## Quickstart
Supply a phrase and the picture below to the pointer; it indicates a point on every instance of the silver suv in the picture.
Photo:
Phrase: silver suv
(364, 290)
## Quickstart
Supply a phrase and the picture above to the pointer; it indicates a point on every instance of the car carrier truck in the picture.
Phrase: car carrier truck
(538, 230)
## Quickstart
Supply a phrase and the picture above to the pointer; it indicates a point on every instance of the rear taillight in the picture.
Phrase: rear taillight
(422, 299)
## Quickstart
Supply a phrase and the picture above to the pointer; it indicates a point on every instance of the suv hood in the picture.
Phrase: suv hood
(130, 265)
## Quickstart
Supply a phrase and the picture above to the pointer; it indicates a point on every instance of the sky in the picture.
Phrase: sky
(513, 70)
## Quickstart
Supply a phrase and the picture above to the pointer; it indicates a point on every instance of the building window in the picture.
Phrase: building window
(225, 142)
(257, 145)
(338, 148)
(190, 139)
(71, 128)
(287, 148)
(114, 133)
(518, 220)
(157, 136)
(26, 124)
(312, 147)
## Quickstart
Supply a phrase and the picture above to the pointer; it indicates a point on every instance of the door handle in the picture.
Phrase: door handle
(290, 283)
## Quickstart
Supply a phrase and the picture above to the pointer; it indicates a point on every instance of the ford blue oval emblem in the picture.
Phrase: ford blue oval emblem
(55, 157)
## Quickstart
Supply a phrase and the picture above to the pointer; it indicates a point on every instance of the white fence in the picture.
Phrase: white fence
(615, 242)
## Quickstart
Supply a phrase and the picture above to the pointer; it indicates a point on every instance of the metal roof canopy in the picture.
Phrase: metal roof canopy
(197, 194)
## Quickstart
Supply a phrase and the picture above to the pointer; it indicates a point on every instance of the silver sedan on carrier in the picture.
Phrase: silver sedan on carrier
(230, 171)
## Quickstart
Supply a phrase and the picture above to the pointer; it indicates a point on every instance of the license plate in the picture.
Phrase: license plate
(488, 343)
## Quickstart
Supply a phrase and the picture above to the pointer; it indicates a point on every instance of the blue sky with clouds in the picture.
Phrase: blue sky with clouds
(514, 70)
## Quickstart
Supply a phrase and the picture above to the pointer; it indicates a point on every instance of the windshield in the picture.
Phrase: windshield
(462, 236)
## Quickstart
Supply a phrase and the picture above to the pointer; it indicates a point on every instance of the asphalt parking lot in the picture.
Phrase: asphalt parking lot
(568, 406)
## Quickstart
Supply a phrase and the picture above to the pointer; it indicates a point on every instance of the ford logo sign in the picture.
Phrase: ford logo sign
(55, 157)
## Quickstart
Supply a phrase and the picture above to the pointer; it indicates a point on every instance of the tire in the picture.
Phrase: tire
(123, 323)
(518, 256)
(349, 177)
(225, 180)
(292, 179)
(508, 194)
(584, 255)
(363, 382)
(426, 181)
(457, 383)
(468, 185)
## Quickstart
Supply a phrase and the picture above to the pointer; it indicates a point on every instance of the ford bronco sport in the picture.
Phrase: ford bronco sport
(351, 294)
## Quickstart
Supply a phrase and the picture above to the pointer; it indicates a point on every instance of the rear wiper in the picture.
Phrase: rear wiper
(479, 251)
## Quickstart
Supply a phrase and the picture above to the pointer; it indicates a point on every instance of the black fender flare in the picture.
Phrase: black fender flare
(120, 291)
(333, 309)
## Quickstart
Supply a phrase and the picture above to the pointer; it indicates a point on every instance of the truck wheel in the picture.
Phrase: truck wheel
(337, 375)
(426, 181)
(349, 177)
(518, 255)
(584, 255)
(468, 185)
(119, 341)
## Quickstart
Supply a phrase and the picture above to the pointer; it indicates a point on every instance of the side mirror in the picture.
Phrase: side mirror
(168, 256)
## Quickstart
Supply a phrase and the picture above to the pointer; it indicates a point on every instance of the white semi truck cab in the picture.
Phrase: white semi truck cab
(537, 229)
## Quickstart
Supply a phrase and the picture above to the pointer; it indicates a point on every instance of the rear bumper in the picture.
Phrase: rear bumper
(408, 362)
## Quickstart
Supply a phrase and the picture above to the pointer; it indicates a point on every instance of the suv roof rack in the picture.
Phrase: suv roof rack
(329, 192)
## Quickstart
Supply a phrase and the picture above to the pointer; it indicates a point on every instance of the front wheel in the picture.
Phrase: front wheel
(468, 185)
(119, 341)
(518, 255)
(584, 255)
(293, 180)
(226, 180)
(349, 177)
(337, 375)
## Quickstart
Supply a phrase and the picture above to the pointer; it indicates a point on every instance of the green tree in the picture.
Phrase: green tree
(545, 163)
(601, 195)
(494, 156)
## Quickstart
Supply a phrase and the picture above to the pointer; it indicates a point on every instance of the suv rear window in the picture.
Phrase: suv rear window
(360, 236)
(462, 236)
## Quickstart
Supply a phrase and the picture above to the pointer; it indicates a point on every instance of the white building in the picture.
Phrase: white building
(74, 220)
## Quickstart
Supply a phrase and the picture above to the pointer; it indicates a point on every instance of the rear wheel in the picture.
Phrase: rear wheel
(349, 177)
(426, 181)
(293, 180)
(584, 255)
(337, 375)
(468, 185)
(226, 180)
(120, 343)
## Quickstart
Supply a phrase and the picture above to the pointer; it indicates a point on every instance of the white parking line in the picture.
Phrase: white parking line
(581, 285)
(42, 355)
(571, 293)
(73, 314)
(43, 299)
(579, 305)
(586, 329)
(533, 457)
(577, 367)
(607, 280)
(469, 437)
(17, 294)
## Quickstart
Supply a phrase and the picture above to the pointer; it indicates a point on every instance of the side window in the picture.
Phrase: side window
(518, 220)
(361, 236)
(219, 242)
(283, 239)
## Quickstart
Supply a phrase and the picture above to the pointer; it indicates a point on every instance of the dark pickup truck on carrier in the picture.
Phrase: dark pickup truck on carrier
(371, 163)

○ ○ ○

■ Problem description: Report each line of the records that contains the word "rack", copying every such line in full.

■ Solution:
Supply a phrase and the picture above to the pointer; it indicates a point on every instance of the suv roof rack in the picture.
Phrase: suv roof rack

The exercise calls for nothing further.